PROBLEM TO WORK ON:
Please write out the lines starting at "q: white car" and ending at "top-left (0, 112), bottom-right (169, 247)" with "white car" replaced by "silver car", keeping everything else the same. Return only those lines.

PROVIDED RECORDS:
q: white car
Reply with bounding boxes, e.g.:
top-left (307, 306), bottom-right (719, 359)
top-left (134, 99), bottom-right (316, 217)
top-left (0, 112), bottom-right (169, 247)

...

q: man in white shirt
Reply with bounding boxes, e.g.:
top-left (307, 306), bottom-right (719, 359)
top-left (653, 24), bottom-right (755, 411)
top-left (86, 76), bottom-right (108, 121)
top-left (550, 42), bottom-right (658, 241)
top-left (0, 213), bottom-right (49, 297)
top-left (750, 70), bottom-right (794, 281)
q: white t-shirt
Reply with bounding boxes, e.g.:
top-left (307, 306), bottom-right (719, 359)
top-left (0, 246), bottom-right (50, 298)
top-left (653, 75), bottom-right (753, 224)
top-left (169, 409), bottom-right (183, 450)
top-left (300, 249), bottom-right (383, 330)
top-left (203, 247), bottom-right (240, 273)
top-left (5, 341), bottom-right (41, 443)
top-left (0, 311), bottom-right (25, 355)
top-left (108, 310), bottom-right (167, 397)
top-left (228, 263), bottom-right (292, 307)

CORRECT RESULT:
q: silver car
Reply with bounding boxes, e.g.:
top-left (307, 306), bottom-right (719, 359)
top-left (134, 99), bottom-right (316, 217)
top-left (0, 112), bottom-right (169, 247)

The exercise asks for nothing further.